Excerpted passage:
#####

The two invocations should probably both execute the work in parallel but the coroutine version doesn’t: it uses the task_scheduler which doesn’t have a specialised version of bulk to potentially delegate in a type-erased form to the underlying scheduler. It is straight forward to move the write_env wrapper inside the coroutine which fixes the problem in this case but this need introduces the potential for a subtle performance bug. The problem is sadly not limited to a particular scheduler or a particular algorithm: any scheduler/algorithm combination which may get specialised can suffer from the specialised algorithm not being picked up.

There are a few ways this problem can be addressed (this list of options is almost certainly incomplete):

  1. Accept the situation as is and advise users to be careful about customised algorithms like bulk when using task_scheduler.
  2. Extend the interface of task_scheduler to deal with a set of algorithms for which it provides a type-erased interface. The interface would likely be more constrained and it would use virtual dispatch at run-time. However, the set of covered algorithms would necessarily be limited in some form.
  3. To avoid the trap, make the use of known algorithms incompatible with the use of task_scheduler, i.e., “customise” these algorithms for task_scheduler such that a compile-time error is produced.

#####

Data excerpts:
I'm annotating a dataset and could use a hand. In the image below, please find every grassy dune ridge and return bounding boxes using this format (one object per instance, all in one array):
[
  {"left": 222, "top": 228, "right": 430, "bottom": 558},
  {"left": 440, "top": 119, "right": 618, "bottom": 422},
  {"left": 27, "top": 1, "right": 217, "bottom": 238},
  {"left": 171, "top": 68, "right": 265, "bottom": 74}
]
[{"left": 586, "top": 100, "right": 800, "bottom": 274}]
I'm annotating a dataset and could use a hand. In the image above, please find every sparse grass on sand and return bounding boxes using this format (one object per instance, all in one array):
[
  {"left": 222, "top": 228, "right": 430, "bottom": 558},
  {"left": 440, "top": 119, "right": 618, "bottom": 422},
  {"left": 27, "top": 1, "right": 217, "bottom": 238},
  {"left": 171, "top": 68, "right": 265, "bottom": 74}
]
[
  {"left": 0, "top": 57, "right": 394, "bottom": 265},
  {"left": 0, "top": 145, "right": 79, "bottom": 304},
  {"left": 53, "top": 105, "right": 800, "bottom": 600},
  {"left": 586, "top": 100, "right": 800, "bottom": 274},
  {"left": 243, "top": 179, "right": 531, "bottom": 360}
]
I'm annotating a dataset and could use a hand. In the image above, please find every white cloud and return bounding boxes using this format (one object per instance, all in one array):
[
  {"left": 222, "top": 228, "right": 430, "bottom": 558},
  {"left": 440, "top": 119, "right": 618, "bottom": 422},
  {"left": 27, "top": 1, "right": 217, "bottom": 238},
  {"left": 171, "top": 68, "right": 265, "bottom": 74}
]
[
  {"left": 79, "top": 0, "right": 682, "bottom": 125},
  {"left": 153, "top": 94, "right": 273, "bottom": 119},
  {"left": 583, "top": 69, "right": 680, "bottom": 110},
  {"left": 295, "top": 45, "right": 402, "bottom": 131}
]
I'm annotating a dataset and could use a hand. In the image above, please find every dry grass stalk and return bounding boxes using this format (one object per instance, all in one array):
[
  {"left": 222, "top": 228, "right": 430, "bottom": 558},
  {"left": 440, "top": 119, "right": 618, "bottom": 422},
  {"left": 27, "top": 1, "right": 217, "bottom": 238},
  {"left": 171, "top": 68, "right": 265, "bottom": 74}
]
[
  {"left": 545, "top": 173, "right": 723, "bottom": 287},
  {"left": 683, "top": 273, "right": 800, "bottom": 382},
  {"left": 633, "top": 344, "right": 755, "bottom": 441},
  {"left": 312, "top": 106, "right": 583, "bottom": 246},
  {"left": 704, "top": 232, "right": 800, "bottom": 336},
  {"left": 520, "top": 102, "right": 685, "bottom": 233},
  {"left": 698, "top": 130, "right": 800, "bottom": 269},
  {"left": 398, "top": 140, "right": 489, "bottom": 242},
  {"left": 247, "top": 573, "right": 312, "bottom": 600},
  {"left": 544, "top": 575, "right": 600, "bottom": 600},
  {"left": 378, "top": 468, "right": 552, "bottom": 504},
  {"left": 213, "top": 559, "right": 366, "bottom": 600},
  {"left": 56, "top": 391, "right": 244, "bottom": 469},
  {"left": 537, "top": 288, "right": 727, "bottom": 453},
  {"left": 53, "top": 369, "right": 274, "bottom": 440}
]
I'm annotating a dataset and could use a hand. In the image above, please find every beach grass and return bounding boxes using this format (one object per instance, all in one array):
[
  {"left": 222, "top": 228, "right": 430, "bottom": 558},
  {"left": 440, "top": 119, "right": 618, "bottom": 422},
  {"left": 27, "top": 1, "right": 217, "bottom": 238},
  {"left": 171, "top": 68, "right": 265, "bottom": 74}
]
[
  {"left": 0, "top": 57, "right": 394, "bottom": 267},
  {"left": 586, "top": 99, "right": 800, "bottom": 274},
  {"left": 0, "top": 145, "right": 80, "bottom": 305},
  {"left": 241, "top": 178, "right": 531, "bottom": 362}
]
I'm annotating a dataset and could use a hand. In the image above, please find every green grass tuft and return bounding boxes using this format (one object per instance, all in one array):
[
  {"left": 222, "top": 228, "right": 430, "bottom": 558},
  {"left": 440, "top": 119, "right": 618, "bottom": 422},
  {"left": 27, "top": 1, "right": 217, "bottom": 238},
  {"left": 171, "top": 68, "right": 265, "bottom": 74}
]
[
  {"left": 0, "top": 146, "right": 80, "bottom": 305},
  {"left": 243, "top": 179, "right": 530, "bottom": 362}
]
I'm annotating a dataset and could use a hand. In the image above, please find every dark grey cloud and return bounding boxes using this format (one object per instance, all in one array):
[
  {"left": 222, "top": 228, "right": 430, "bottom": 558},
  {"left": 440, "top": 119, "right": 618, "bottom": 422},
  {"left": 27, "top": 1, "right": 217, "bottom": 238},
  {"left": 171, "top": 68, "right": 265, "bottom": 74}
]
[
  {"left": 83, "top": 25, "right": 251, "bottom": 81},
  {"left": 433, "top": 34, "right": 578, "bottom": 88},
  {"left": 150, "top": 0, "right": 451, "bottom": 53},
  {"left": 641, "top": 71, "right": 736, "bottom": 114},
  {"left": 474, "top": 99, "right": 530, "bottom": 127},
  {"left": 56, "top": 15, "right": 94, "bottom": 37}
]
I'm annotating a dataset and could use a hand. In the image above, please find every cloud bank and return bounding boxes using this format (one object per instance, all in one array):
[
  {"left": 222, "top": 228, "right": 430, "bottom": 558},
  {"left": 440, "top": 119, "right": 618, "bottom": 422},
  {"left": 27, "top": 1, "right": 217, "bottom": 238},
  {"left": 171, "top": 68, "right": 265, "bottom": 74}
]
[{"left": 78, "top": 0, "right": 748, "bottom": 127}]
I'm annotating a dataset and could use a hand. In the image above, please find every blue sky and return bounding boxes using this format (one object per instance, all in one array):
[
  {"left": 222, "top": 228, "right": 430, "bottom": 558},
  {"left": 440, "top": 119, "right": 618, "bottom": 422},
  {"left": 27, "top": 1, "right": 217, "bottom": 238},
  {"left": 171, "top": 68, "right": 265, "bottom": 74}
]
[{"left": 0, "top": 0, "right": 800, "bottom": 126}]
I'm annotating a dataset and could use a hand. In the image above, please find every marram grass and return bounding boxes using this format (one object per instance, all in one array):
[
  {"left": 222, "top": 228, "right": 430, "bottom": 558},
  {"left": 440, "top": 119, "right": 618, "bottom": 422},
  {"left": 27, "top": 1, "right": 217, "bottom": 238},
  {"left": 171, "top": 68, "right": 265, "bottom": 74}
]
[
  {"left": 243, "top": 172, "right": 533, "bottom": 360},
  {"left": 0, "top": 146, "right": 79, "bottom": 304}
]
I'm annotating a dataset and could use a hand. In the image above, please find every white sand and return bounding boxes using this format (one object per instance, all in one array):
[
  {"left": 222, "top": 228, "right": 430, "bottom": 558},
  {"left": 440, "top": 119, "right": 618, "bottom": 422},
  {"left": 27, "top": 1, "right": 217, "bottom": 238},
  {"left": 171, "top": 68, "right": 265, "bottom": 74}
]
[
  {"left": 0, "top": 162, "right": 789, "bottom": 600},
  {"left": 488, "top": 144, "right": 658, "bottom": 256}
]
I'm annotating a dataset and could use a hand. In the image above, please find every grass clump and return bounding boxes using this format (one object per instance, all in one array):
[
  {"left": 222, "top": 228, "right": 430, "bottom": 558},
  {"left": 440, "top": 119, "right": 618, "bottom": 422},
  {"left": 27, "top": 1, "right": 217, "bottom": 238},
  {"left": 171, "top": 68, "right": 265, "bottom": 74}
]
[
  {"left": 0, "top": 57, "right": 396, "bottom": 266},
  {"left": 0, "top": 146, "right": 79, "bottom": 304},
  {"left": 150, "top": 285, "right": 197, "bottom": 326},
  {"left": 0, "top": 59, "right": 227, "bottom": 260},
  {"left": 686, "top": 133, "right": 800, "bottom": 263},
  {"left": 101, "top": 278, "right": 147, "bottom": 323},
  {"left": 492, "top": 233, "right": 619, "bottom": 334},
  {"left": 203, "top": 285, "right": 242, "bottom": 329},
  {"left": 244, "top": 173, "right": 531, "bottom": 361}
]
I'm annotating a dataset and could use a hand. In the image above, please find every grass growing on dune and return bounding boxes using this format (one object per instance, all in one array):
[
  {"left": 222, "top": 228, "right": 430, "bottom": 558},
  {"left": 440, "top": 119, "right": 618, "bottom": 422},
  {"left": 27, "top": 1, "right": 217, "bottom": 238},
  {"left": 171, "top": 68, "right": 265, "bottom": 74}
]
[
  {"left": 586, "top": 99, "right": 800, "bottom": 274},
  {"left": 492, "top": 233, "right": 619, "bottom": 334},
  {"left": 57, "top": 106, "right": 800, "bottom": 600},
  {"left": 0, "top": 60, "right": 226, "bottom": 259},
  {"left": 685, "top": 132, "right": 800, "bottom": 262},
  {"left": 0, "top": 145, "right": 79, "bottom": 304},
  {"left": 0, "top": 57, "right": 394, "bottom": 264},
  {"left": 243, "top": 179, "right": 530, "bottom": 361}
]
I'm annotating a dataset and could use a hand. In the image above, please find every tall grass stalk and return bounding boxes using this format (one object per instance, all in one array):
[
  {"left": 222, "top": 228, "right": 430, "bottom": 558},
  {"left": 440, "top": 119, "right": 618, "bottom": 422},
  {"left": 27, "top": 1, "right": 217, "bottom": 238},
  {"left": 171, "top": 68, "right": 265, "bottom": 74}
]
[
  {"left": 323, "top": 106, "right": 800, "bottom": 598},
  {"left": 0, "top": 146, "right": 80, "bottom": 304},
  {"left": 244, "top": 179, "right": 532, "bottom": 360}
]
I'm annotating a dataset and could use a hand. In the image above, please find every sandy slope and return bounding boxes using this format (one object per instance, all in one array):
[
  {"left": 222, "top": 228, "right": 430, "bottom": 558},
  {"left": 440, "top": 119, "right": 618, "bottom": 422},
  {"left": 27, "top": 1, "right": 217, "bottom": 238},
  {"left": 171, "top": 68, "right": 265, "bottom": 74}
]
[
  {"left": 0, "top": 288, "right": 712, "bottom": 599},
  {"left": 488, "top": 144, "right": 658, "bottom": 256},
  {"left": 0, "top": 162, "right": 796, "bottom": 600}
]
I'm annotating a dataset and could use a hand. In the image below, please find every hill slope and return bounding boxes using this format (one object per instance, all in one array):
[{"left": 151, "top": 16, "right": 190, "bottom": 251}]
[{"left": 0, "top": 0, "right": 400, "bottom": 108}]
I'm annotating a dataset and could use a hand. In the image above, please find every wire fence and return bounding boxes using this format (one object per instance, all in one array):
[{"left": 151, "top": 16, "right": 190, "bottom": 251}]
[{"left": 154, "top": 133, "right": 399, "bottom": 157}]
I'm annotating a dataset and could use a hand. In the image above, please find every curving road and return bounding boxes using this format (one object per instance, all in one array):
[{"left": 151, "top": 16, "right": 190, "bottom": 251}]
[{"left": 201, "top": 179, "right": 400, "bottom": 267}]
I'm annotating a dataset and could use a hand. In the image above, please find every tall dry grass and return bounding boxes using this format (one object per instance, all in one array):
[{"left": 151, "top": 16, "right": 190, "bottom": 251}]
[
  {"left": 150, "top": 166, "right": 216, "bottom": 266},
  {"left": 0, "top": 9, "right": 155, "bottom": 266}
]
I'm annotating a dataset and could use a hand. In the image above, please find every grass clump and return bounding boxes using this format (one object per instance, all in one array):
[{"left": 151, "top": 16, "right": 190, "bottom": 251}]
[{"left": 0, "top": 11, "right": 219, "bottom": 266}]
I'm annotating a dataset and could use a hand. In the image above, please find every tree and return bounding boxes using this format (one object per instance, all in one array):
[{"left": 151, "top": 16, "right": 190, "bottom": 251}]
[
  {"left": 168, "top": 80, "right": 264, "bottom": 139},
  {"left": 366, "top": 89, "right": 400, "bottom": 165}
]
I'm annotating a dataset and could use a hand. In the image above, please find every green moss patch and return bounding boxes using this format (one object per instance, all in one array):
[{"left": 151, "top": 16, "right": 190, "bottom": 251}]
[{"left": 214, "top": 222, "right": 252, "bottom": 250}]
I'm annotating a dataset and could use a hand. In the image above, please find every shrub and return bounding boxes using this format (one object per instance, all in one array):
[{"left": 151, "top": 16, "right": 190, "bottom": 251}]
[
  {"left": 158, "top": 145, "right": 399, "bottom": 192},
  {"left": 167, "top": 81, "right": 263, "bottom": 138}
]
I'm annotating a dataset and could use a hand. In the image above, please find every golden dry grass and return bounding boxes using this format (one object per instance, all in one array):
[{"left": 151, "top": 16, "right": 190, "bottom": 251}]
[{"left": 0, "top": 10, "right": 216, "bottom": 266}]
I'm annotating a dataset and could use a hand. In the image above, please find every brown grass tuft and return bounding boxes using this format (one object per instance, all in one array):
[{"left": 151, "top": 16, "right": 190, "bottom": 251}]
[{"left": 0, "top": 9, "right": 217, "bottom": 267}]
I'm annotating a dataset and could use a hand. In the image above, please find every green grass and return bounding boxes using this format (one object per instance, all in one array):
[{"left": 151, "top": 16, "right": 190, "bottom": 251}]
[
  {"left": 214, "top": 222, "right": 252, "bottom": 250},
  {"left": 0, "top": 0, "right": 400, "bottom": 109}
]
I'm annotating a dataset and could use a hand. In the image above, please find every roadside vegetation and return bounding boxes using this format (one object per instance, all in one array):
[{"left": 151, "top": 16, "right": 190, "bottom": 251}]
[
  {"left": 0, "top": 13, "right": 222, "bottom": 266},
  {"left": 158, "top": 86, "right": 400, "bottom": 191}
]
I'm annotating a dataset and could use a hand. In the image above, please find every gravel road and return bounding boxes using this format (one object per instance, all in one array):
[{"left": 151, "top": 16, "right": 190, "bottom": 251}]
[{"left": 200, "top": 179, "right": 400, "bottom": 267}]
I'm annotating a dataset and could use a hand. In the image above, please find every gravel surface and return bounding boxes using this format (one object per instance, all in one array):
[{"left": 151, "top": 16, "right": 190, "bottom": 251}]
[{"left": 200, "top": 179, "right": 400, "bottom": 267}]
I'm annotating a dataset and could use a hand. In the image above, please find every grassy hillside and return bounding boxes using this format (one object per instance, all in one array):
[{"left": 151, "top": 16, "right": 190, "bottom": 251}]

#####

Problem A:
In the task_scheduler excerpt, what does task_scheduler lack that keeps the coroutine version from executing the work in parallel?
Problem B:
Reproduce the stretch of the task_scheduler excerpt from "2. Extend the" through "in some form.", renaming "virtual dispatch" to "dynamic dispatch".

Final result A:
It lacks a specialised version of bulk that could delegate in a type-erased form to the underlying scheduler.

Final result B:
2. Extend the interface of task_scheduler to deal with a set of algorithms for which it provides a type-erased interface. The interface would likely be more constrained and it would use dynamic dispatch at run-time. However, the set of covered algorithms would necessarily be limited in some form.